PAGE =
TestCafe hangs on loading page and freezes execution when executing concurrently

vlads11 commented 2 years ago

What is your Scenario?

Concurrently run 5 fixtures that execute a single test. Visiting https://uk.zwift.com results in TC hanging indefinitely and preventing the remainder of test execution.

What is the Current behavior?

TestCafe hangs on page load

What is the Expected behavior?

Pages are loaded concurrently as expected

What is your public website URL? (or attach your complete example)

https://github.com/vlads11/TC-PageLoadError

1) npm install 2) testcafe chrome ./Tests/* -c 5 --skip-js-errors

This may need to be triggered a few times but it consistently reproduces

What is your TestCafe test code?

Test Code provided https://github.com/vlads11/TC-PageLoadError ----- this single fixture is duplicated 5 times to reproduce the error in question.

import { Selector } from "testcafe"; import { test } from 'testcafe';

let homeURL = 'https://uk.zwift.com';

//slice0 let slice0 = Selector('[class=\'image-with-text-overlay__banner columns one-whole image-crop-none\']')

fixture Shopify HowZwiftWorkspage .page('about:blank') .beforeEach(async t => { await t.navigateTo(homeURL); })

test('Slice0 Get Started Button goes to Create Account page', async t => { await t.click(slice0); })

Your complete configuration file

default

Your complete test report

No response

Screenshots

Recording of issue can be seen here: https://github.com/vlads11/TC-PageLoadError/blob/main/ScreenRecording.mov

Steps to Reproduce

Navigate to https://uk.zwift.com with a concurrent session count of 3 or higher
Notice page hang and never completes loading.

TestCafe version

1.18.6

Node.js version

v16.14.2

Command-line arguments

testcafe chrome ./Tests/* -c 5 --skip-js-errors

Browser name(s) and version(s)

Chrome 101

Platform(s) and version(s)

macOS 12.3.1 but also happens in Linux

Other

No response

miherlosev commented 2 years ago

Hi @vlads11

TestCafe hangs on page load

I cannot reproduce the described behavior. I got the The specified selector doesn't match any element in DOM tree error.

Note that the tested page loaded long enough. You can try to use the cache option to speed up test execution.

If are you sure that the issue exists, please record a video illustrating it.

vlads11 commented 2 years ago

@miherlosev - I've updated the test to pass, however the failure was irrelevant to what was going on. If you pull down the latest from: https://github.com/vlads11/TC-PageLoadError

npm install
testcafe chrome ./Tests/* -c 5 --skip-js-errors

This happens on a Mac and Linux but should also reproduce on Windows. May need to trigger it a few times, but within 5 tries it should reproduce the issue at least once. I've also recorded a video and it's attached to the repo.

https://github.com/vlads11/TC-PageLoadError/blob/main/Screen_Rec_2.mov https://github.com/vlads11/TC-PageLoadError/blob/main/ScreenRecording.mov

Essentially, on the first try, all tests may work and pass with 5 concurrent threads but if you keep triggering the same job at one point it will fail because the page will fail to load. I've tried adding cache option and it does reduce the frequency of the error but within 5 tries I still get to a state where TestCafe opens a web page and hand indefinitely.

vlads11 commented 2 years ago

If you need a video reproducing the issue in another format let me know.

GOAL = How would the TestCafe page-hang issue thread go on from its last comment? Write the next part. The records have no connection to the TestCafe issue thread.

MATERIAL =
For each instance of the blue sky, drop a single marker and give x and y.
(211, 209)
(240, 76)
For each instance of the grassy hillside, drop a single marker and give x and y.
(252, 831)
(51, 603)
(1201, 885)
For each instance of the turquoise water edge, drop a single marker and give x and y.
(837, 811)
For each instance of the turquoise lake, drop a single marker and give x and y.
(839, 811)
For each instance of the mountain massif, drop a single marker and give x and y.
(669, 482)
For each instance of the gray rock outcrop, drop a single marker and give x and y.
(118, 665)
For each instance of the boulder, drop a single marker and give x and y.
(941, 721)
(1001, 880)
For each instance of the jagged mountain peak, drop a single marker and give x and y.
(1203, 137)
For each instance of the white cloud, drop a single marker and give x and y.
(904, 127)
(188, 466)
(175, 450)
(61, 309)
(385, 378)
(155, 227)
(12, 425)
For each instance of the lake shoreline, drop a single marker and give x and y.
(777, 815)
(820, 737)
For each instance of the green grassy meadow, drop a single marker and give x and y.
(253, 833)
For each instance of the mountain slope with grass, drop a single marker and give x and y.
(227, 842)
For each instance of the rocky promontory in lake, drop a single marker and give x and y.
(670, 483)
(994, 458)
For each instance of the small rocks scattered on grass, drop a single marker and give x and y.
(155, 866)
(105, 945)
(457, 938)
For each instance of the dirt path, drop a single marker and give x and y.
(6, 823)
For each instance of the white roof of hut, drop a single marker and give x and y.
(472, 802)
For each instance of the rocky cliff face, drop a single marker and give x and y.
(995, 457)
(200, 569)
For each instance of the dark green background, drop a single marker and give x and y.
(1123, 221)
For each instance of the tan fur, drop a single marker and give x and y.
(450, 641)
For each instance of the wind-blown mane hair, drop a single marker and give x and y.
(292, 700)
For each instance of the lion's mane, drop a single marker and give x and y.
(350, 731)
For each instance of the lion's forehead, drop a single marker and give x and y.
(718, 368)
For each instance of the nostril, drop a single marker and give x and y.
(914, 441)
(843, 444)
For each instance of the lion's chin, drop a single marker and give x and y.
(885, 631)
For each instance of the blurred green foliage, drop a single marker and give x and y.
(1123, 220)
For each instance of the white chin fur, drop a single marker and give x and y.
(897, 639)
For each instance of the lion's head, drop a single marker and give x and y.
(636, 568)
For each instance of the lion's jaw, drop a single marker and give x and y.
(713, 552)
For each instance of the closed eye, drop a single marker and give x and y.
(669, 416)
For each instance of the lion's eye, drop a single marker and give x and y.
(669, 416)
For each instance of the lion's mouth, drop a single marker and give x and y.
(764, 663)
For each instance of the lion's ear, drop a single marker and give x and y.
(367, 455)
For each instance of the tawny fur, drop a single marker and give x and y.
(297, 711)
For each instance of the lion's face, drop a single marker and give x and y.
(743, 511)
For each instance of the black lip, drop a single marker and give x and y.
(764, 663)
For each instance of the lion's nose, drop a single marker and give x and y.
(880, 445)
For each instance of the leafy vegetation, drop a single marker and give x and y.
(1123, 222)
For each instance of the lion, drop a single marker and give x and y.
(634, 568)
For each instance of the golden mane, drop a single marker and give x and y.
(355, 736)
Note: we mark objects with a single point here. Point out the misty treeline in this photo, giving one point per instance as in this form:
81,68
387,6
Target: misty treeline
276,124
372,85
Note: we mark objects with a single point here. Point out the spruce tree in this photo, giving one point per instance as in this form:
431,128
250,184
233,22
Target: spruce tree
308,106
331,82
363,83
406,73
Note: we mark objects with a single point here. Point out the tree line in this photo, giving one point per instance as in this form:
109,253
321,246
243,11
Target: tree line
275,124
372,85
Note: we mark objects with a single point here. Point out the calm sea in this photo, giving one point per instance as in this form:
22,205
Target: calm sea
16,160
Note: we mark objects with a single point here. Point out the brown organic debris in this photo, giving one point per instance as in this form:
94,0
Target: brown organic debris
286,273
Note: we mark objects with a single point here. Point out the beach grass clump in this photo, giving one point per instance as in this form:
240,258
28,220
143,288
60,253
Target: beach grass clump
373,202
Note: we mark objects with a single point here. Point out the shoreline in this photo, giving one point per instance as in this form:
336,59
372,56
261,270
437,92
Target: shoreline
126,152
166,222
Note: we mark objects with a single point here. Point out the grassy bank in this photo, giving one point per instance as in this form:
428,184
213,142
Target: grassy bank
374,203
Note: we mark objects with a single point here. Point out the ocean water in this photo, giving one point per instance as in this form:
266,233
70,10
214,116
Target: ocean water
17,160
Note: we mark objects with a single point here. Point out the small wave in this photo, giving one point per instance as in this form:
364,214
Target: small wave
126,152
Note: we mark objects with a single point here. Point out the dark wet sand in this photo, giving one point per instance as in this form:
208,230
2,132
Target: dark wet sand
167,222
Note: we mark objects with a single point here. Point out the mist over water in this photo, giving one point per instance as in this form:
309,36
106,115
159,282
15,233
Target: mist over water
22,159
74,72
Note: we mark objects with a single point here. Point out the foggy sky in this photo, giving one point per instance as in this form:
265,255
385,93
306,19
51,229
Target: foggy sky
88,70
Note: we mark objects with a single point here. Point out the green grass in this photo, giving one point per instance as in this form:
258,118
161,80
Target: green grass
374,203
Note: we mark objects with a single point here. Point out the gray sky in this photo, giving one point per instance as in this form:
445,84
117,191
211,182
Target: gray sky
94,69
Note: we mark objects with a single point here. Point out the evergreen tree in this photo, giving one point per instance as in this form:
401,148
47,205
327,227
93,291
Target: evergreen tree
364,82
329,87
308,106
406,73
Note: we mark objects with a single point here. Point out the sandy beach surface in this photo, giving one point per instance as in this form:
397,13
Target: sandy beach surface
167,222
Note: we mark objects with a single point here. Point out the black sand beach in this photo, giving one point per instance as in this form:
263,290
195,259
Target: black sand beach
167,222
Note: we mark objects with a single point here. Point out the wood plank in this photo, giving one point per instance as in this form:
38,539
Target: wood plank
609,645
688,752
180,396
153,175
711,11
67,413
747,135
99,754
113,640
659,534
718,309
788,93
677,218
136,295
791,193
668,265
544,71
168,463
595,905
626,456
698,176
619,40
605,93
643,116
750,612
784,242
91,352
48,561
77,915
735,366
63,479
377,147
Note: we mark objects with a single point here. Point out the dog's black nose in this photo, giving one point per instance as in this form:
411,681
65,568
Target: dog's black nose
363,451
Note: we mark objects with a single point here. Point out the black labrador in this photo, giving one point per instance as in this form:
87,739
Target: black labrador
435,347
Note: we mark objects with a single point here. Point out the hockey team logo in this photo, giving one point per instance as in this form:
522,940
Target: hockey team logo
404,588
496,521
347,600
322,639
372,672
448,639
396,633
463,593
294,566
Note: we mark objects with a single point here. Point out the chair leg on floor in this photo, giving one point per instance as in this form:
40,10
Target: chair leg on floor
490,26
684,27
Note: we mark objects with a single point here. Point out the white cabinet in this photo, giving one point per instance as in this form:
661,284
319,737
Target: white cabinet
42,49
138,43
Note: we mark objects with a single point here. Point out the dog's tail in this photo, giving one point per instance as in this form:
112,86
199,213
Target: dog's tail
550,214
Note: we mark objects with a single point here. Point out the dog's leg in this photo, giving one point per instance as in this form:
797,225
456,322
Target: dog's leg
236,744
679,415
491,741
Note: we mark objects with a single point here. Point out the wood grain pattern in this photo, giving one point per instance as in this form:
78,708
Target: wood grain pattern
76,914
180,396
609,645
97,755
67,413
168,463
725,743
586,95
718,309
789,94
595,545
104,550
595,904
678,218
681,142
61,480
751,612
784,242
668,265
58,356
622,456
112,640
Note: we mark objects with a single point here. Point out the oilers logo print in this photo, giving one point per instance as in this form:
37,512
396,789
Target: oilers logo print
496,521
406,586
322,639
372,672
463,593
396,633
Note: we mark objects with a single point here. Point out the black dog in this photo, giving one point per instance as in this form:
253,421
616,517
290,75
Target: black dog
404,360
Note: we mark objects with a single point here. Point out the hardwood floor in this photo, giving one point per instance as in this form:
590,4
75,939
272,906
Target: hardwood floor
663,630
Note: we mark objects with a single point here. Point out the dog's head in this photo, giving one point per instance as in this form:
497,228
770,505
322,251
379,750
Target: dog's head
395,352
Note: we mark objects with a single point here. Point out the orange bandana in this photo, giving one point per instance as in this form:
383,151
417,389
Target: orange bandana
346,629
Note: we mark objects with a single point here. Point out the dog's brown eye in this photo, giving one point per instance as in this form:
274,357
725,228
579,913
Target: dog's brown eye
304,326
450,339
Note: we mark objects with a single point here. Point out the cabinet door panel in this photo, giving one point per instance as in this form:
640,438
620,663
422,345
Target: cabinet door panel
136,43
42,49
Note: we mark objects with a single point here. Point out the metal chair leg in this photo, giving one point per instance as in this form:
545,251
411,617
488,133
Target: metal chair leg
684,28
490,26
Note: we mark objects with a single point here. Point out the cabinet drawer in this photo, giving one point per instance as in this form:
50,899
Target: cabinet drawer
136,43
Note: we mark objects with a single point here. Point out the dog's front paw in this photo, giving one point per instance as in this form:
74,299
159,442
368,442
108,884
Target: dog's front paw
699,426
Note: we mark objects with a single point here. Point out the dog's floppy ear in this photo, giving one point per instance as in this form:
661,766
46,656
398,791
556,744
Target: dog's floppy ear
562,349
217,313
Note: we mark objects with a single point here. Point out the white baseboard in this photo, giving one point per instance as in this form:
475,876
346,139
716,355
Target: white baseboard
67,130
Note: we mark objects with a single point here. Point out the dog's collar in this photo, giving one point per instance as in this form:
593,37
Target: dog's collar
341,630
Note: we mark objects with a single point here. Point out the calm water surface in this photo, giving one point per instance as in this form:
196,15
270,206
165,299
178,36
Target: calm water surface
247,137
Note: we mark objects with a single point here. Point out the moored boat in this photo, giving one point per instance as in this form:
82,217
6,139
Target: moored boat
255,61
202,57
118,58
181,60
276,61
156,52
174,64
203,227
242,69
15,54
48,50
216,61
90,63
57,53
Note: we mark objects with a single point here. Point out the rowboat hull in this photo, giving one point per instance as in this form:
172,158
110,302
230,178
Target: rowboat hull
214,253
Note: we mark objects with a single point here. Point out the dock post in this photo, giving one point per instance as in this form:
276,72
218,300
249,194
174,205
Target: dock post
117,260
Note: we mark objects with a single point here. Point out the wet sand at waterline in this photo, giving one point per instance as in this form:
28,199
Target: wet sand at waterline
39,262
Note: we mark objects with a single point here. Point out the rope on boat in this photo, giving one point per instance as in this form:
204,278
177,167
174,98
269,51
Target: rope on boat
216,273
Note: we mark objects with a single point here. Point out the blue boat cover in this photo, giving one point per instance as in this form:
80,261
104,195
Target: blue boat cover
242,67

RESULT FOR THIS TASK =
vlads11 commented 2 years ago

@miherlosev

Was able to reproduce with the following code as well in a single thread.

import { Selector } from "testcafe"; import { test } from 'testcafe';

let homeURL = 'https://uk.zwift.com'; let primaryWhyZwiftLink = Selector('[class*=\'navbar-link header__link\']').withAttribute('href','/pages/why-zwift');

fixture Shopify HowZwiftWorkspage .page('about:blank') .beforeEach(async t => { await t.navigateTo(homeURL); })

for (let i = 0; i < 20; i++) { test('Slice0 Get Started Button goes to Create Account page', async t => { await t.click(primaryWhyZwiftLink); }) } Version: "testcafe": "1.18.6" At a certain point, the page fails to load and TestCafe freezes indefintely. Only way to abort is to physically cancel the run.

Hope this helps, but let me know if there is anything else I can provide to help investitage

vlads11 commented 2 years ago

@miherlosev - I got at the root of the issue via network tracing. One of the JS requests is stuck in a pending status and prevents TC from interacting with the page as some resources did not finish loading. I think for now this issue can be closed as its not a TC issue. Truly thank you and the team for your time.

miherlosev commented 2 years ago

Hi @vlads11

Thank you for the shared example. I've reproduced the issue.

For the team: it's an eval processing issue.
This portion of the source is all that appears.